**What to work on**
Reproduce the data below in full and exclude every picture.
----
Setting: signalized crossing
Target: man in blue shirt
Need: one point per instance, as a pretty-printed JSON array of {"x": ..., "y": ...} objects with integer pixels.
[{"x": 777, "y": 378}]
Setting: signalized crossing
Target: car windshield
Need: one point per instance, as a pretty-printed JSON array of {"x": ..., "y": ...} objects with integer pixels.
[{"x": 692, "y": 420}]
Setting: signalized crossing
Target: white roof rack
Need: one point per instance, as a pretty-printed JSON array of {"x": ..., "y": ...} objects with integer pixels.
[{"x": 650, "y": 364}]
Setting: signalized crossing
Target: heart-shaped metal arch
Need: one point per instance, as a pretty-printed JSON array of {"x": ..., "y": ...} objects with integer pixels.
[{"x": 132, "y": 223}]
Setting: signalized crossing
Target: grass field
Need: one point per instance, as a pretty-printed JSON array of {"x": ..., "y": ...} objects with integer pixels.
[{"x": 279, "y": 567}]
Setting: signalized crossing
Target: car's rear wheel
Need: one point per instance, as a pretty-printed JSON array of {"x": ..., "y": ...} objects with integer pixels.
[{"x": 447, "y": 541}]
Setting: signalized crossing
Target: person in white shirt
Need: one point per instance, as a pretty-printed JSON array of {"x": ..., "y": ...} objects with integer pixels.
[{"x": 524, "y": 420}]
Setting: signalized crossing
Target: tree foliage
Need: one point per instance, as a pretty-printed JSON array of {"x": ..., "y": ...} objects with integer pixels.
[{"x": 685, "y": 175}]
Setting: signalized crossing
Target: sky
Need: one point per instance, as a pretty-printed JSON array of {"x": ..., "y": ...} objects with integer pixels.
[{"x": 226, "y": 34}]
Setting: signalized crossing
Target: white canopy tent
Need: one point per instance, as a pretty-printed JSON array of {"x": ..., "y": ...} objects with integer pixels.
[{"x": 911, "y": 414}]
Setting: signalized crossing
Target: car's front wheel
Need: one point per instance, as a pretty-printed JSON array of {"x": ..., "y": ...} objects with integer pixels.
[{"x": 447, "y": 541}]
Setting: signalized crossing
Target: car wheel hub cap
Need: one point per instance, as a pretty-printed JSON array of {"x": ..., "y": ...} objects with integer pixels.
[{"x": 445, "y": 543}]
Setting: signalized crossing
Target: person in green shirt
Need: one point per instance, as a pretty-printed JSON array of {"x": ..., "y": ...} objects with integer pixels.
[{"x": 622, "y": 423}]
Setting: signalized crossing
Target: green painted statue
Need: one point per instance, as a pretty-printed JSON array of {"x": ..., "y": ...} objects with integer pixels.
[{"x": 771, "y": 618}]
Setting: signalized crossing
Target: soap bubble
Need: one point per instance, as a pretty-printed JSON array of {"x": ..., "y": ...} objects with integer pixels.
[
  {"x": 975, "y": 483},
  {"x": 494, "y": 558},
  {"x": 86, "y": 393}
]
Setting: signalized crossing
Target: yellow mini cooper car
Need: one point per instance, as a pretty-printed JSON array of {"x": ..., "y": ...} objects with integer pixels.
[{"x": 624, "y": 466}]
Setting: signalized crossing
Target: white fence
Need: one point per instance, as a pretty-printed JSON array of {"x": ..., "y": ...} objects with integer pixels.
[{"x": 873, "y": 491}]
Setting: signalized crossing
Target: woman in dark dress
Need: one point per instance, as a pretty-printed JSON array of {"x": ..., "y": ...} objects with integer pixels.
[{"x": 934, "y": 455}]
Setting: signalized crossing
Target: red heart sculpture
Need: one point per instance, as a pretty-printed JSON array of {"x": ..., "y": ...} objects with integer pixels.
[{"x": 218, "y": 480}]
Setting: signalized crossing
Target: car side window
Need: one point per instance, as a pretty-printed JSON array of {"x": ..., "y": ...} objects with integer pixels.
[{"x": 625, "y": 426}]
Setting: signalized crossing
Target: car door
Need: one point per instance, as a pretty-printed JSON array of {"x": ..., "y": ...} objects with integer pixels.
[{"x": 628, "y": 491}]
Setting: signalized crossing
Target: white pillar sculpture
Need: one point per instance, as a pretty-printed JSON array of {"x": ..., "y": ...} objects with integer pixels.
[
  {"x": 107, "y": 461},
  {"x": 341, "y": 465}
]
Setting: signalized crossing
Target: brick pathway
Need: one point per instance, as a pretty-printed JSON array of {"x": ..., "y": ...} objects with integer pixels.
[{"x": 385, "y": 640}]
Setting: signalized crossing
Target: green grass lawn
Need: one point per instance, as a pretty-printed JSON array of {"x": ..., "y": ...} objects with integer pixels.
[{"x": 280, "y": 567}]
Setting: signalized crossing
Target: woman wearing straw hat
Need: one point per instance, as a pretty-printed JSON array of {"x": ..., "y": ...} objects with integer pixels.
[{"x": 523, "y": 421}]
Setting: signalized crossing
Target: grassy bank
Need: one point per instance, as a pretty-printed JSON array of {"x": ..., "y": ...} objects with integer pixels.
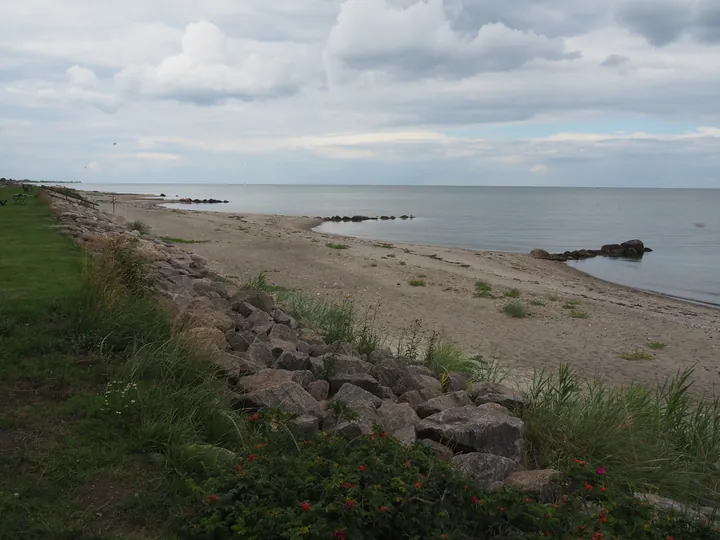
[{"x": 106, "y": 415}]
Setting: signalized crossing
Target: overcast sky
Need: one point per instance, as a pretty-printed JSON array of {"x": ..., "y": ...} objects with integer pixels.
----
**Written response**
Setting: signalized crossing
Target: man in blue shirt
Need: one point per instance, as a pretty-printed JSON array of {"x": ..., "y": ...} objects with integer pixels.
[{"x": 777, "y": 378}]
Setting: signalized crossing
Target: car windshield
Need: one point per instance, as a pretty-printed JSON array of {"x": ..., "y": ...} objects with integer pixels.
[{"x": 692, "y": 420}]
Setting: signalized crossing
Target: white roof rack
Need: one point per instance, as a pretty-printed JSON array of {"x": ..., "y": ...} objects with integer pixels.
[{"x": 650, "y": 364}]
Setting: signalized crossing
Target: heart-shaped metal arch
Need: one point per instance, as a pretty-printed JSON array of {"x": ..., "y": ...} objects with integer pixels.
[{"x": 132, "y": 223}]
Setting: signalized crossing
Target: grass field
Need: one point per instance, as a pretty-printed JSON array of {"x": ..., "y": ...} objects with integer pixels.
[{"x": 279, "y": 567}]
Setting: signalized crossing
Target: car's rear wheel
Need: one point per instance, as a pretty-printed JSON array of {"x": ..., "y": ...} objects with integer pixels.
[{"x": 447, "y": 541}]
Setting: signalized crossing
Target: person in white shirt
Need: one point per instance, as a pretty-printed JSON array of {"x": ..., "y": ...} objects with integer pixels.
[{"x": 524, "y": 420}]
Setting: signalized crossing
Target: tree foliage
Need: one point per instance, as a pretty-printed JSON array of {"x": ..., "y": ...} objects with integer pixels.
[{"x": 685, "y": 175}]
Setting: signalized crossing
Target: sky
Need: one point per instance, as a pretty-printed JSON array of {"x": ..., "y": ...} objects with integer pixels.
[{"x": 226, "y": 34}]
Setting: signalized crossing
Target: white canopy tent
Need: one point per instance, as a pretty-printed JSON array of {"x": ..., "y": ...} objects with integer pixels.
[{"x": 911, "y": 414}]
Setting: signalized crossing
Target: car's front wheel
Need: one point per instance, as a pretty-printed JSON array of {"x": ..., "y": ...} objects with integer pixels.
[{"x": 447, "y": 541}]
Setting: signalized crossing
Target: car wheel hub cap
Need: one point per instance, as a pretty-printed JSON array of {"x": ..., "y": ...} objects with integer pixels.
[{"x": 445, "y": 543}]
Setting: signalized crossing
Target: person in green shirt
Need: one point per instance, as a pretty-printed JSON array of {"x": ..., "y": ...} objects with integer pixels.
[{"x": 622, "y": 423}]
Setting: signalized crossing
Target: green painted statue
Need: one point per instance, as a pretty-printed JSON array of {"x": ..., "y": ...} objects with integer pixels.
[{"x": 771, "y": 618}]
Setting: signalized crossing
Target: soap bubble
Need: one point per instance, as a pretty-printed JSON array of {"x": ..., "y": ...} objects with integer pixels.
[
  {"x": 975, "y": 483},
  {"x": 494, "y": 558},
  {"x": 86, "y": 393}
]
Setting: signalized crossing
Target: yellow mini cooper car
Need: one point per instance, as a pretty-printed JSON array of {"x": ..., "y": ...} objects with integer pixels.
[{"x": 624, "y": 466}]
Setting: signalized crossing
Target: white fence
Need: one point per instance, as a pretty-printed JSON array of {"x": ..., "y": ...} objects with integer pixels.
[{"x": 873, "y": 491}]
Setting: signalized crossing
Target: woman in dark dress
Need: one point per instance, as a pretty-printed JSON array of {"x": ..., "y": ...} objects with integer pixels.
[{"x": 934, "y": 455}]
Setting: signalized crossing
Target: red heart sculpture
Need: one point per instance, as a pretty-printed JSON array of {"x": ..., "y": ...} objects with integer pixels.
[{"x": 218, "y": 480}]
Setting: signalized crossing
Target: car side window
Need: one point per instance, as a pretty-printed JSON array of {"x": ..., "y": ...} objects with integer pixels.
[{"x": 625, "y": 426}]
Setting: signalized crossing
Target: car door
Need: one point per instance, as a pretty-printed JSON array of {"x": ..., "y": ...} objects with integer pixels.
[{"x": 628, "y": 491}]
Setting: signalized crossing
Target: white pillar sculpture
Need: one point per instance, as a pretty-printed JSON array of {"x": ..., "y": ...} objects with integer pixels.
[
  {"x": 107, "y": 461},
  {"x": 341, "y": 465}
]
Setting: signalized crossing
Target: brick pathway
Need: one point per instance, as a pretty-printed JSON array of {"x": ..., "y": ...} objects with integer pixels.
[{"x": 385, "y": 640}]
Setting: signalized crossing
Target: green grass lawn
Need: one point per instance, as a pretty-printed JSON array of {"x": ..., "y": ...} objects with integer pixels.
[{"x": 280, "y": 567}]
Setting: signalized crossing
Target: woman wearing straw hat
Need: one point per instance, as a pretty-printed JSON array of {"x": ..., "y": ...} objects with integer pixels.
[{"x": 523, "y": 421}]
Setting: signalized crossing
Target: grassy bank
Need: one point per instance, as a pretty-printed JSON array of {"x": ..., "y": ...} objects with integer pixels.
[{"x": 106, "y": 415}]
Setting: signalized crossing
Target: overcast sky
Need: one point per instance, as a pretty-printed JSON array of {"x": ..., "y": ...} objects with integer pixels.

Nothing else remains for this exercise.